## TAREA 1
Indica si cada afirmación concuerda con el texto de origen, con sí o no, y cita literalmente las palabras del texto que lo deciden: (a) el objetivo a largo plazo que se asume es un mundo relativamente democrático y relativamente igualitario; (b) las brechas acabarán desapareciendo por completo; (c) ya sabemos cómo será la sociedad mejor que queremos construir.
## TAREA 2
Extrae sin cambios del texto de origen el fragmento que comienza en las palabras "(1) Río de 790" y concluye tras las palabras "[N. del T.].".
==== TEXTO DE ORIGEN
Finalmente, hemos de desarrollar el sentido substantivo de nuestros objetivos a largo plazo, que yo asumo que han de ser lograr un mundo que sea relativamente democrático y relativamente igualitario. Digo «relativamente» porque es realista. Siempre habrá brechas, pero no existe ninguna razón para que sean tan amplias, incrustadas o hereditarias. ¿Se trata de lo que una vez se denominaba socialismo o incluso comunismo? Quizá sí, quizá no. Esta cuestión nos retrotrae al problema del debate. Debemos dejar de dar por hecho que ya sabemos cómo será la sociedad mejor (no perfecta) que queremos construir. Necesitamos discutirla, bosquejarla, experimentar con estructuras alternativas para realizarla; tenemos que hacer esto al mismo tiempo que llevamos a la práctica las tres primeras partes de nuestro programa en un mundo caótico en transición sistémica. Y si este programa es insuficiente, y probablemente lo sea, entonces esta misma insuficiencia debe formar parte del debate que constituye el punto número uno de aquel.

(1) Río de 790 kilómetros de longitud que traza la frontera nordoccidental entre Corea del Norte y la región nordoriental de Manchuria (China) [N. del T.].
========
==== MATERIAL PROPORCIONADO
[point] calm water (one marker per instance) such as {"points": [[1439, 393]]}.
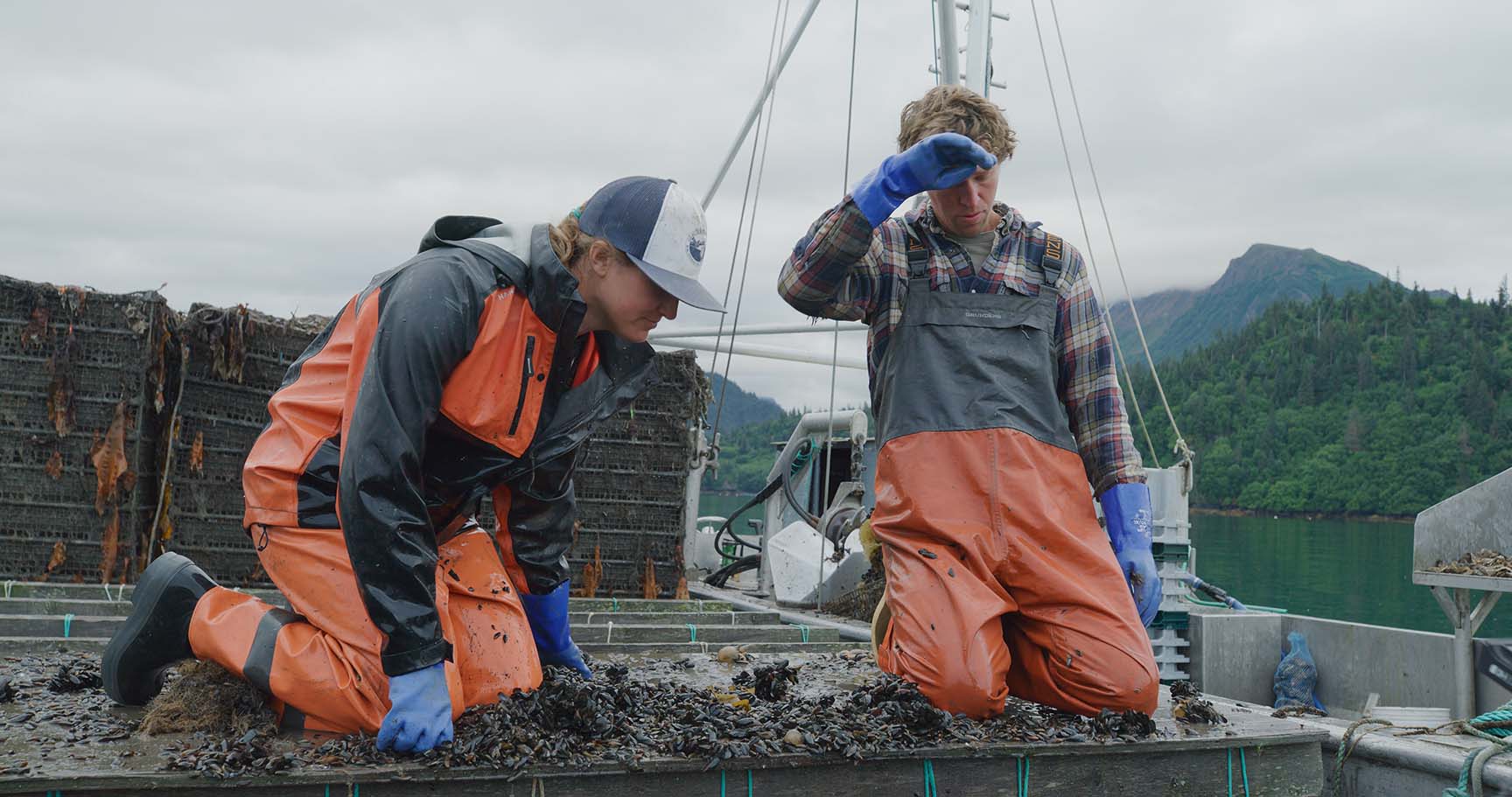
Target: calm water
{"points": [[1341, 569]]}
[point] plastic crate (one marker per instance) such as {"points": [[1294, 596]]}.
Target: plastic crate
{"points": [[111, 350], [1171, 647], [1173, 591]]}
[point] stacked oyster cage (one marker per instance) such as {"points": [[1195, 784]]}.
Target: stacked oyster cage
{"points": [[124, 429], [79, 419], [633, 486], [1169, 634], [234, 360]]}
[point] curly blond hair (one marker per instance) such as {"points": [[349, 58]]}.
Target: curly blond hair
{"points": [[957, 109]]}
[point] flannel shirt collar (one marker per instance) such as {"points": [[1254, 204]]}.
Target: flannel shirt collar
{"points": [[922, 218]]}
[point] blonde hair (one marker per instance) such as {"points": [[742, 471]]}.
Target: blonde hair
{"points": [[569, 241], [957, 109]]}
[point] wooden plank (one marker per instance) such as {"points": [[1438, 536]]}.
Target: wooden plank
{"points": [[1462, 581], [1278, 766]]}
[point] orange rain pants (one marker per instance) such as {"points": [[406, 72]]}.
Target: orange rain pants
{"points": [[1001, 581], [321, 663]]}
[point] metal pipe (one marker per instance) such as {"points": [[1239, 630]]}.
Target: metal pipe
{"points": [[745, 604], [760, 328], [761, 99], [978, 39], [770, 353], [950, 64], [995, 14]]}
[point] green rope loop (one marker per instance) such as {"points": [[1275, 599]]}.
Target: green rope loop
{"points": [[1470, 772]]}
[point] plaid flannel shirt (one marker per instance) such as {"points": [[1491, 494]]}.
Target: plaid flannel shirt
{"points": [[847, 271]]}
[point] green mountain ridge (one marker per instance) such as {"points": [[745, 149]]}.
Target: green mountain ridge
{"points": [[739, 409], [1181, 319], [1382, 401]]}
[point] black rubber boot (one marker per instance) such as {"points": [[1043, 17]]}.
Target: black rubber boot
{"points": [[158, 631]]}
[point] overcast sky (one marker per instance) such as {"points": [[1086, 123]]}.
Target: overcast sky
{"points": [[282, 153]]}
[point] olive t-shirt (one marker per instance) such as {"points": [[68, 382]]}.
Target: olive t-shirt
{"points": [[977, 247]]}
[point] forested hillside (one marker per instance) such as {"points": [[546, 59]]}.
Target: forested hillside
{"points": [[747, 452], [739, 407], [1375, 402]]}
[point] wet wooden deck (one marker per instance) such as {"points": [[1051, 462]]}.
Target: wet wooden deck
{"points": [[1254, 753]]}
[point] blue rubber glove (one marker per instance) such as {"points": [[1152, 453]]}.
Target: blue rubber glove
{"points": [[939, 161], [421, 711], [1127, 510], [548, 616]]}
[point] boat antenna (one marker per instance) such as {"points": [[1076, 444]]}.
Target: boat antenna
{"points": [[1183, 451]]}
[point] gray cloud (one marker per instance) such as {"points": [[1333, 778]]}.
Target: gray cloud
{"points": [[280, 156]]}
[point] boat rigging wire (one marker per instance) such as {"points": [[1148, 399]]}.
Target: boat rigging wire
{"points": [[835, 346], [1092, 268], [1181, 444]]}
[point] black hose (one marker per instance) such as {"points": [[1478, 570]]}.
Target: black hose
{"points": [[720, 577]]}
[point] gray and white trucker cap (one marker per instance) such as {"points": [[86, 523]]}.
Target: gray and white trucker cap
{"points": [[660, 226]]}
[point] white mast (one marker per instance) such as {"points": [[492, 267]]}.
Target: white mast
{"points": [[978, 44]]}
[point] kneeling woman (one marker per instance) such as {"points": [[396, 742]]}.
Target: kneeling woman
{"points": [[478, 367]]}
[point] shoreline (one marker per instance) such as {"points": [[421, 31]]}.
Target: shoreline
{"points": [[1302, 516]]}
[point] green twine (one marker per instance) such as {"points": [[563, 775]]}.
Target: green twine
{"points": [[1243, 770], [1470, 773]]}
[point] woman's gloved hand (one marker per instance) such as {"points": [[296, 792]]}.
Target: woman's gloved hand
{"points": [[421, 711], [1128, 514], [936, 162], [548, 616]]}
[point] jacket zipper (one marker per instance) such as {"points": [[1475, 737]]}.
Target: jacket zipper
{"points": [[525, 383]]}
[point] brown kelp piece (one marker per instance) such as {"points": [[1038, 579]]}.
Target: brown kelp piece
{"points": [[206, 697], [109, 545], [55, 465], [197, 452], [109, 460], [55, 562], [592, 574], [226, 333], [60, 388], [649, 589]]}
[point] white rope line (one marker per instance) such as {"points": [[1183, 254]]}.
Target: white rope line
{"points": [[755, 199], [1086, 234], [1181, 444], [835, 345]]}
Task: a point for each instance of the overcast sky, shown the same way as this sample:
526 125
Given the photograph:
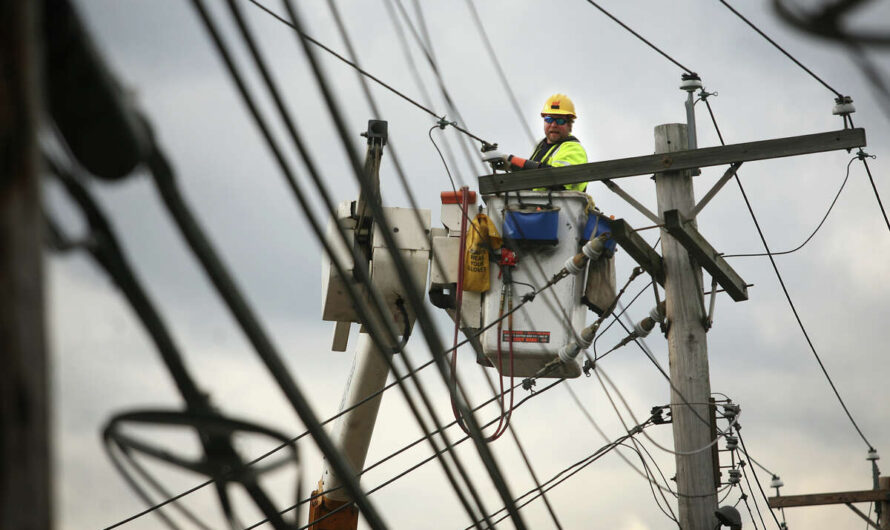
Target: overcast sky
104 362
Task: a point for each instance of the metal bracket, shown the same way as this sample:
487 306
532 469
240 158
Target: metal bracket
702 251
617 190
858 512
713 191
638 249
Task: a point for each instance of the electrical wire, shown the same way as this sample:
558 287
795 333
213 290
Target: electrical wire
787 294
757 480
370 76
781 49
372 202
414 297
508 87
401 451
579 466
807 240
669 513
637 35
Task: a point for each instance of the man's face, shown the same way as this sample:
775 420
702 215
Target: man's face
555 132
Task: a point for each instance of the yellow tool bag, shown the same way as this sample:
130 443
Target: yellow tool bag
482 238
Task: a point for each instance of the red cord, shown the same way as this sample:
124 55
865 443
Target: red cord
504 421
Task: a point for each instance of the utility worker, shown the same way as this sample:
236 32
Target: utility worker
558 148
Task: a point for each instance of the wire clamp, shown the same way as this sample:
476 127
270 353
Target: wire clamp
862 155
843 106
443 122
690 82
529 384
588 367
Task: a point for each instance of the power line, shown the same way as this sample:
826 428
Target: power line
477 20
807 240
781 49
366 73
413 296
417 465
637 35
788 296
423 395
757 480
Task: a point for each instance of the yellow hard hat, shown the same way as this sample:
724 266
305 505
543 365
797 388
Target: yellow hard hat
559 104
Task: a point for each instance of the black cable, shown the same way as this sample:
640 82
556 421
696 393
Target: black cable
425 45
637 35
877 196
416 299
448 171
670 515
781 49
824 218
405 448
756 505
365 73
580 465
788 295
477 20
108 253
757 480
379 343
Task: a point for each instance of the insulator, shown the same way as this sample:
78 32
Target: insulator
568 352
594 248
571 267
730 411
735 476
690 82
657 313
843 106
732 443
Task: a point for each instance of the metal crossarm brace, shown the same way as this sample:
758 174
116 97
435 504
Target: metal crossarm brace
678 160
716 188
858 512
844 497
638 249
617 190
699 248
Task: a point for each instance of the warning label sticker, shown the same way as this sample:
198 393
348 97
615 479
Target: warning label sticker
525 336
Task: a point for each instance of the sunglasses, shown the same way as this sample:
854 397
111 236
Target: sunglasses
558 121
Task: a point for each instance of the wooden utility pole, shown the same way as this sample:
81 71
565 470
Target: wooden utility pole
880 495
687 346
25 493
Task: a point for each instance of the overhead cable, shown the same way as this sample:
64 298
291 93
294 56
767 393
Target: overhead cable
415 298
637 35
367 74
376 337
477 20
788 298
414 467
807 240
781 49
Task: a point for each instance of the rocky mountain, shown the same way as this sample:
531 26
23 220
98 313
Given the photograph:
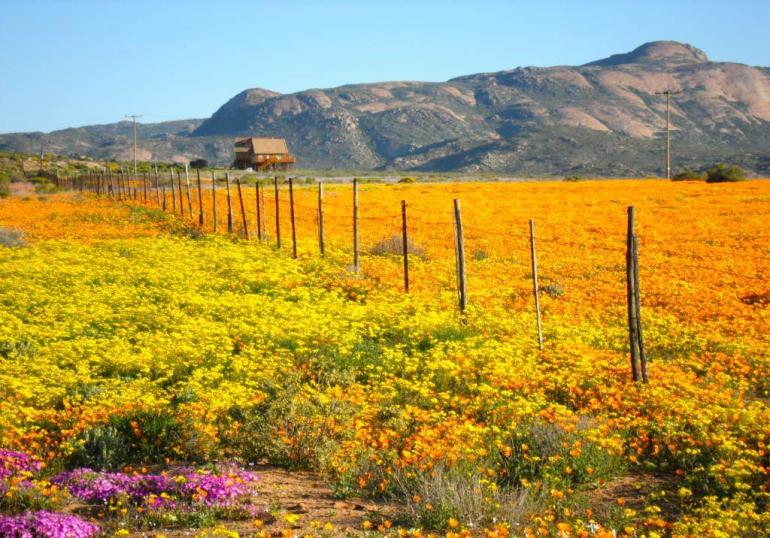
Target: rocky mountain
602 118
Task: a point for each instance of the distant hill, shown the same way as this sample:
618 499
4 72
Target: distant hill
602 118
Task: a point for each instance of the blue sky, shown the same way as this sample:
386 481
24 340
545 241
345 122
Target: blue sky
65 63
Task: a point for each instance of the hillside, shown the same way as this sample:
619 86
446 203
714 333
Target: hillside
602 118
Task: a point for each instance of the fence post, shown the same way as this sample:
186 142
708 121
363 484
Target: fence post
535 284
405 242
200 198
243 209
356 254
179 189
229 205
293 223
259 211
321 238
277 215
632 291
460 251
214 211
187 183
173 192
157 185
638 304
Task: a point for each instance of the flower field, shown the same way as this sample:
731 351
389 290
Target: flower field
145 365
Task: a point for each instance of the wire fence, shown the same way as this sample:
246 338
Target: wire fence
594 266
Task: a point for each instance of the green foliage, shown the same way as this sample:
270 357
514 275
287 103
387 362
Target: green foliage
688 175
724 173
139 437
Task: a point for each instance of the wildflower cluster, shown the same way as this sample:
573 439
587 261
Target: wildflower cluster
134 348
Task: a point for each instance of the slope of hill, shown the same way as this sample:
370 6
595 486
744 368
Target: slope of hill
602 118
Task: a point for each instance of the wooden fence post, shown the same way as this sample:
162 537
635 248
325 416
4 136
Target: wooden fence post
187 183
356 253
214 210
321 238
632 288
535 284
243 210
293 223
157 185
229 205
200 198
173 192
277 215
259 211
179 188
405 244
460 253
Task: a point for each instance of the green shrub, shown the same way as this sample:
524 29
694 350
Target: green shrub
688 175
724 173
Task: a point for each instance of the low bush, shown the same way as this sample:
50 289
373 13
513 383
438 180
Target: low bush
140 437
724 173
688 175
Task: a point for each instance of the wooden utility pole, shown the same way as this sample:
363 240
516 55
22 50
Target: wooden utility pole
243 210
356 253
229 205
293 223
405 245
668 94
460 255
277 215
259 211
635 338
321 238
535 285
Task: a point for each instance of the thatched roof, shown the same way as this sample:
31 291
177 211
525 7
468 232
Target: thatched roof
262 145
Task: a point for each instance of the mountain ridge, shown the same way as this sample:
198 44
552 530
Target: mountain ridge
529 120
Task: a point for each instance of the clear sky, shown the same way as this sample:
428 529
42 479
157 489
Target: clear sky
65 63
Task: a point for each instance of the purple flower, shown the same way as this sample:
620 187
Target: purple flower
45 524
12 463
228 487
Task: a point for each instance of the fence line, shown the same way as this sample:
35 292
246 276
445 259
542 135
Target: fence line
121 187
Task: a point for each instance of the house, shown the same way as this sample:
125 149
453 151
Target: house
262 154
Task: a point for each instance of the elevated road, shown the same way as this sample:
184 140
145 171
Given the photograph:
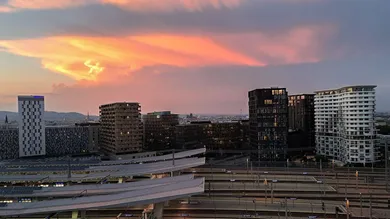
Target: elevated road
120 171
139 197
92 189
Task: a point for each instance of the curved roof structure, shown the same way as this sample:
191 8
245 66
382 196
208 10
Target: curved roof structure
100 172
92 189
138 197
45 165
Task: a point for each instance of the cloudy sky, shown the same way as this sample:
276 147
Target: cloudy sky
199 56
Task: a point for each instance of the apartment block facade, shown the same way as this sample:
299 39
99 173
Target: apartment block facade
345 124
31 126
160 130
268 123
301 120
121 129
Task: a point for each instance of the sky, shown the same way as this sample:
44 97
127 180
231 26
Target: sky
188 56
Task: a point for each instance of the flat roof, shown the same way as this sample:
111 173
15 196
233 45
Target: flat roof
30 97
137 197
353 86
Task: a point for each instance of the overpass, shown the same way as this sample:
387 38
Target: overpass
156 194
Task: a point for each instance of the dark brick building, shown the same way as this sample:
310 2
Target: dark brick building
301 122
160 130
268 123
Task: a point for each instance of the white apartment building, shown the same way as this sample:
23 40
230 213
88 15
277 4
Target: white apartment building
31 126
345 124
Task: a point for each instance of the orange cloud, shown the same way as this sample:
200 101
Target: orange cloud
46 4
133 5
172 5
85 58
5 9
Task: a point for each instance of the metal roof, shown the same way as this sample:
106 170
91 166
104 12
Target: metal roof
138 197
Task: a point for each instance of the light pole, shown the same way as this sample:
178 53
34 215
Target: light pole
247 166
266 190
357 179
361 205
254 202
272 192
386 163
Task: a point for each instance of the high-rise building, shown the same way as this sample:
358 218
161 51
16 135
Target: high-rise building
93 134
60 141
216 137
160 130
268 123
31 126
121 128
301 121
345 125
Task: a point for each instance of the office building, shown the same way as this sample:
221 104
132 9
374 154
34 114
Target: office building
301 123
216 137
59 141
121 128
9 143
160 130
268 123
345 125
31 126
66 140
93 134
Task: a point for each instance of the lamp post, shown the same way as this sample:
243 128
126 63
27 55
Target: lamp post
254 202
247 166
361 205
357 179
266 190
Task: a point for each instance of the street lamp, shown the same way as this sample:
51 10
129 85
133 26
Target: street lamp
266 190
247 166
357 178
361 205
254 202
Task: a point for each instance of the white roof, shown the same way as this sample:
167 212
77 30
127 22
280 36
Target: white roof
112 171
100 189
137 197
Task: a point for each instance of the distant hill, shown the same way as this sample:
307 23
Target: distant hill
50 116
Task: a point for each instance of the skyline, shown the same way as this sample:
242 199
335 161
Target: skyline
188 56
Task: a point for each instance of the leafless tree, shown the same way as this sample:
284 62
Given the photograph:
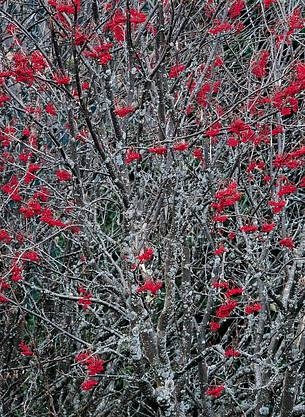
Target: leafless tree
152 208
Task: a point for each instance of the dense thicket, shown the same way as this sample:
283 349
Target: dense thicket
152 208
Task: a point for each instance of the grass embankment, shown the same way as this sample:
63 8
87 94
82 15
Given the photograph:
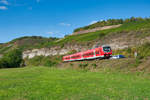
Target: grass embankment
133 28
43 83
138 28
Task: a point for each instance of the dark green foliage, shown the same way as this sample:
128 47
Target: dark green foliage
11 59
83 66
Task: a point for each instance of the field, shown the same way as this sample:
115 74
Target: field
44 83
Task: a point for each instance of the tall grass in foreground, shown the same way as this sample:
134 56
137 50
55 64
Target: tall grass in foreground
42 83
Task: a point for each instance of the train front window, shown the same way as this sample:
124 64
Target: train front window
106 49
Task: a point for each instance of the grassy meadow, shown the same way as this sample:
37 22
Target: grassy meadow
44 83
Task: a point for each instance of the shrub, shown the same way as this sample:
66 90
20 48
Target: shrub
42 61
94 65
11 59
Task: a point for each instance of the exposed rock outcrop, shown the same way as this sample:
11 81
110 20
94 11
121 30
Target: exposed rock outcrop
96 29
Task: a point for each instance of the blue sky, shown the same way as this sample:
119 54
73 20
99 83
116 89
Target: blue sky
56 18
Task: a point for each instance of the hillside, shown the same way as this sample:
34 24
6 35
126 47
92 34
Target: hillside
132 33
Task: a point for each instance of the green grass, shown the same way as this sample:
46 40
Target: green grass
42 83
134 27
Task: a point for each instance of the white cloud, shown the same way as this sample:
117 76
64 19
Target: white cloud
5 2
64 24
93 22
3 8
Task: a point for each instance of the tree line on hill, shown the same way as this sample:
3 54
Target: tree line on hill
111 22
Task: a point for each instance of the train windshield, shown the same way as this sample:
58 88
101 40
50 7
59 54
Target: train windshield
107 49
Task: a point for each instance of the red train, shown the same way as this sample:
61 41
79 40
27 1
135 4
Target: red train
100 52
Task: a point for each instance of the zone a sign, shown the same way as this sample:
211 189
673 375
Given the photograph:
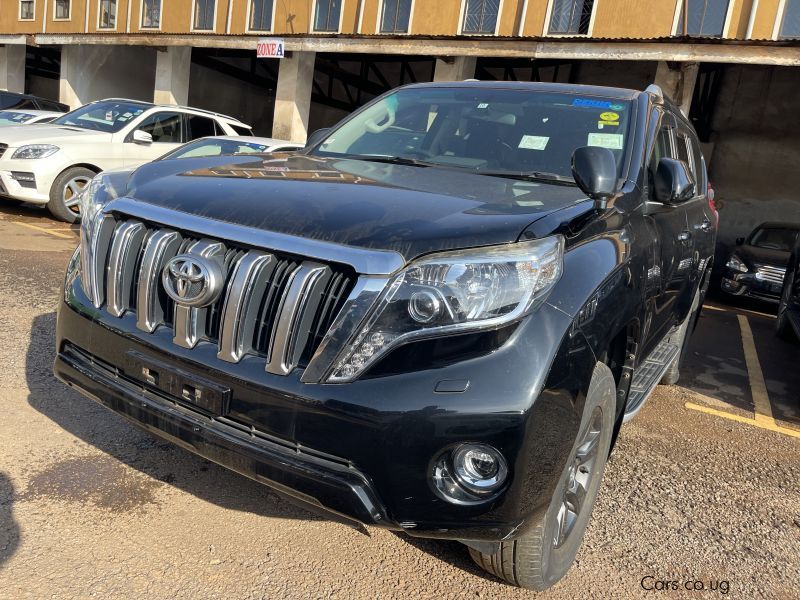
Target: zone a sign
270 48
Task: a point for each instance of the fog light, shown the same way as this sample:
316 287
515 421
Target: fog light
469 473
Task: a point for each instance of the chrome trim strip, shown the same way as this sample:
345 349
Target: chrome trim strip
161 246
190 323
281 359
364 261
346 326
125 247
247 287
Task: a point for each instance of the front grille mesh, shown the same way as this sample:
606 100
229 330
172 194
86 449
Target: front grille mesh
278 308
770 273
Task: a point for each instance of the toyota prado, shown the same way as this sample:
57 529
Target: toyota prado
434 319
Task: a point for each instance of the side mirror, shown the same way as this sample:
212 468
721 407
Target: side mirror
142 137
316 137
674 182
595 172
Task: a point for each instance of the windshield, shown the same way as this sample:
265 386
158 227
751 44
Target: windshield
483 129
774 238
9 117
216 147
103 116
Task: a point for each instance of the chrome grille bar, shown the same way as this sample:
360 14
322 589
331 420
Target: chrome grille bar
190 322
162 245
125 247
307 282
246 290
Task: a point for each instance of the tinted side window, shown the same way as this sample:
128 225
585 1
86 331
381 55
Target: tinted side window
164 127
199 127
661 148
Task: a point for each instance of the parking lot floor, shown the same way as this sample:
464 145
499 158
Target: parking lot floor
90 506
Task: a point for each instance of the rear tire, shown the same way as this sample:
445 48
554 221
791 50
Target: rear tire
63 204
545 552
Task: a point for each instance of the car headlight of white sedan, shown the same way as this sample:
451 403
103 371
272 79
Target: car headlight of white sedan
========
## RESPUESTA 1
(a) Sí: «lograr un mundo que sea relativamente democrático y relativamente igualitario».
(b) No: «Siempre habrá brechas».
(c) No: «Debemos dejar de dar por hecho que ya sabemos cómo será la sociedad mejor».

## RESPUESTA 2
(1) Río de 790 kilómetros de longitud que traza la frontera nordoccidental entre Corea del Norte y la región nordoriental de Manchuria (China) [N. del T.].